> [INSTRUCTIONS TO FOLLOW]:
Locate every line in the rows below that contains the word "clicks", and copy each one in full.
■ ■ ■ ■ ■
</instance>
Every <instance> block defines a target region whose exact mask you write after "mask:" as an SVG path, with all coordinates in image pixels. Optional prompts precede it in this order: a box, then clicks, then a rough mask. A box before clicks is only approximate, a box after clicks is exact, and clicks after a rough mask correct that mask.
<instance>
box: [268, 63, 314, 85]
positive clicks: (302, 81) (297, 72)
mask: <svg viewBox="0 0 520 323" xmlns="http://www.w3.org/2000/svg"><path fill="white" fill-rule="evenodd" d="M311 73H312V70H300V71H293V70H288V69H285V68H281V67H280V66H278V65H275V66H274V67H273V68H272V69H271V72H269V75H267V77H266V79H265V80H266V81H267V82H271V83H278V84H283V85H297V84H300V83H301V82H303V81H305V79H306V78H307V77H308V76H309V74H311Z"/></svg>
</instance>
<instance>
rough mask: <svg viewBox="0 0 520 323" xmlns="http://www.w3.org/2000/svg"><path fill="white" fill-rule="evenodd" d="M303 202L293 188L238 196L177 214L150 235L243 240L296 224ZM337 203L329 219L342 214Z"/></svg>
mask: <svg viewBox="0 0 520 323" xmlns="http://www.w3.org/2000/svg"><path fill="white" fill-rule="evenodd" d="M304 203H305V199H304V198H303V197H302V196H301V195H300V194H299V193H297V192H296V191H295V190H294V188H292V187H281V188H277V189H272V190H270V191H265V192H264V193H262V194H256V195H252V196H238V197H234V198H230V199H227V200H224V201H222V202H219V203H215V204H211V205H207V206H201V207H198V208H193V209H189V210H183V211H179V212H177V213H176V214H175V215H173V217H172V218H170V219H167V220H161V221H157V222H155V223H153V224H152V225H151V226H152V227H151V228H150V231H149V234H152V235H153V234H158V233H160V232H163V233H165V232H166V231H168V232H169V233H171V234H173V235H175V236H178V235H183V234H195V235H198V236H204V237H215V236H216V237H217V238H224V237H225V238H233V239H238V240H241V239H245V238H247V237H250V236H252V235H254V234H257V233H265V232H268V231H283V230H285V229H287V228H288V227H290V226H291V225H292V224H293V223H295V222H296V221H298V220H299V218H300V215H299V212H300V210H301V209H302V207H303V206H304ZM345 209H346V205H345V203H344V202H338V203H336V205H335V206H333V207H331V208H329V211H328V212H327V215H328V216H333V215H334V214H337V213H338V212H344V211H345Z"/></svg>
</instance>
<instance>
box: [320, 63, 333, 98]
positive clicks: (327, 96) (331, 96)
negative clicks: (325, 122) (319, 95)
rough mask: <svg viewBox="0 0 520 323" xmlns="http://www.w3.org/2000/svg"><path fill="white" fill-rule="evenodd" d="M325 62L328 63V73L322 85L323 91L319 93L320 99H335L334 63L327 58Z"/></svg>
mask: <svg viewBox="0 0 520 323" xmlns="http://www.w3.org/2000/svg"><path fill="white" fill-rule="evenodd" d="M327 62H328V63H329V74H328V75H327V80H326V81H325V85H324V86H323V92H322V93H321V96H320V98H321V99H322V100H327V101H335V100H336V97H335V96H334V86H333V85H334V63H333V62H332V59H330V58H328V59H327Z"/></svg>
■ ■ ■ ■ ■
> [YOUR RESPONSE]:
Every <instance> block defines a target region whose exact mask you write after "mask:" as an SVG path, with all coordinates in image pixels. Optional prompts precede it in this order: a box, then clicks, then a rough mask. A box before clicks is only approximate, a box after clicks is exact, and clicks after a rough mask correct that mask.
positive clicks: (302, 81) (297, 72)
positive clicks: (327, 96) (331, 96)
negative clicks: (325, 122) (319, 95)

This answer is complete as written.